● Exercise objective
Copy each of the records below word for word, keeping their order.

[begin Supplied records]

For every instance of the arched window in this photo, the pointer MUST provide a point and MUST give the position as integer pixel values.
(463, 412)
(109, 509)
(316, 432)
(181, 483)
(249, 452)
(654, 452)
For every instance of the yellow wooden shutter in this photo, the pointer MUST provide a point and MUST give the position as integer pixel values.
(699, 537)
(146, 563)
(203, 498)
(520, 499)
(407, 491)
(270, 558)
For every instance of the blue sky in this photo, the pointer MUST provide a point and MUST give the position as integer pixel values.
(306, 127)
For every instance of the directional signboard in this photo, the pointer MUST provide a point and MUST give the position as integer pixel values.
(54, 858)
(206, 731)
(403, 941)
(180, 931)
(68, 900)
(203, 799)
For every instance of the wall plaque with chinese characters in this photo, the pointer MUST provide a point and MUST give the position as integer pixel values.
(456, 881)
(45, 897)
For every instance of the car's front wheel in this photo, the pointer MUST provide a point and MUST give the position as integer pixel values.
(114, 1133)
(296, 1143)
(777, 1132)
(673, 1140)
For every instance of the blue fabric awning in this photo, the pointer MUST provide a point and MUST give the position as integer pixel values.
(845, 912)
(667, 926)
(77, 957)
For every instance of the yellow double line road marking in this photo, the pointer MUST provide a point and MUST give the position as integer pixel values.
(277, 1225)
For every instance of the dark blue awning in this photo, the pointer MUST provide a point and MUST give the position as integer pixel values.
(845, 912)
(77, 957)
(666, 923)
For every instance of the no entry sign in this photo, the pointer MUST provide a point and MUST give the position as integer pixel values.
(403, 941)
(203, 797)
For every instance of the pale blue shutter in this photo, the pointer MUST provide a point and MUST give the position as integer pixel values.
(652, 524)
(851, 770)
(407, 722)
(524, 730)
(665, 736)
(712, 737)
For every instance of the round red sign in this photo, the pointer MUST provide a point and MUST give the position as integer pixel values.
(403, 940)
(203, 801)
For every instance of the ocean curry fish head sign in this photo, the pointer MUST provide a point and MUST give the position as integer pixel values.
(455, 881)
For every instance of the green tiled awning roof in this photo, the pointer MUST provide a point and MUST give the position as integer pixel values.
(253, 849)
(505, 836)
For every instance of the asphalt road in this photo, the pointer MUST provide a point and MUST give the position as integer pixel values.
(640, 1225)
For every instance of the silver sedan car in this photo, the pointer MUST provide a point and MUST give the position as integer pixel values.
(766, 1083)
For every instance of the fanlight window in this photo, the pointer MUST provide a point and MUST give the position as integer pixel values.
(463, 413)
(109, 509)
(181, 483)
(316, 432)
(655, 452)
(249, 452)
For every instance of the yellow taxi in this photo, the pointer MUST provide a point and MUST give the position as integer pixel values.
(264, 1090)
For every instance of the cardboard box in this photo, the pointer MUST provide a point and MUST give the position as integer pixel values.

[end Supplied records]

● Task solution
For every instance of the arched window in this photo, the pointer MUST provide a point and MUST give the position as integer pixel values.
(463, 412)
(109, 509)
(316, 432)
(181, 483)
(249, 452)
(654, 452)
For every instance of the yellow wooden shutter in this photo, the pointer MUST provide a point and MUST give the position as integer pixel values.
(699, 537)
(146, 563)
(203, 498)
(520, 499)
(407, 491)
(270, 558)
For every instance of the blue sky in this photo, the pointer MUST provide a point and MUST give the position as integer pixel values.
(306, 127)
For every instance of the directional signboard in this photo, the pointer MUST provide a point and MUST give the position as integer pixel values.
(54, 858)
(206, 731)
(403, 941)
(180, 931)
(68, 900)
(203, 799)
For every instance of the wall plaque with chinese characters in this photo, the pointer MUST provide a point and MUST give the position as integer pixel values.
(456, 881)
(45, 897)
For every instance of the car's front wheel in this photo, the pointer MUST provide a point and MUST give the position as integer pixel values.
(114, 1133)
(296, 1143)
(777, 1132)
(673, 1140)
For every instance of the blue fabric awning in this photo, the pointer MUST provide a point and MUST give the position as integer pixel values.
(845, 912)
(667, 926)
(77, 957)
For every instance of the yellow double line road marking in this photo, the pointer MUST provide a point and MUST give the position as integer pixel values.
(277, 1225)
For every instance of the dark blue awning in this photo, the pointer MUST provide a point and MUST give the position as integer pixel values.
(845, 912)
(77, 957)
(666, 923)
For every instance of the no entry sign in this photo, the pointer MUST provide a point and MUST give the position as integer pixel values.
(403, 941)
(203, 797)
For every instance of the pale blue shutter in this photo, the pointer MUST provide a point and MUST give the position as integer pixel values.
(652, 524)
(851, 770)
(407, 722)
(524, 730)
(665, 736)
(712, 737)
For every instance of the round red sign in this photo, the pointer MUST provide a point and MUST give the position as integer pixel values.
(403, 940)
(203, 801)
For every instance of the ocean curry fish head sign in this photo, the pointer MUST provide a point and MUST give the position as integer pixel values.
(455, 881)
For every instance of the green tiled awning roof in this photo, the pointer MUST provide a point and MUST give the position as integer pixel values.
(253, 849)
(505, 836)
For every instance of the asphalt road in this photo, the pointer MUST provide a point and MUST give the position as integer pixel values.
(640, 1225)
For every instance of the silver sedan car in this photo, the pointer MUST provide a point and MUST give the position as integer pixel values.
(766, 1083)
For every instance of the fanlight window in this photo, the pointer MUST provide a point and MUST give the position as integer pixel values.
(463, 413)
(109, 509)
(181, 483)
(316, 432)
(655, 452)
(249, 452)
For every instance of the yellow taxi in this photo, the pointer MUST provide a point and MUST give the position as integer pixel values.
(264, 1090)
For every instance of the cardboard box in this photo, the pointer MUST provide a point and MUST give the position as integer pixel values.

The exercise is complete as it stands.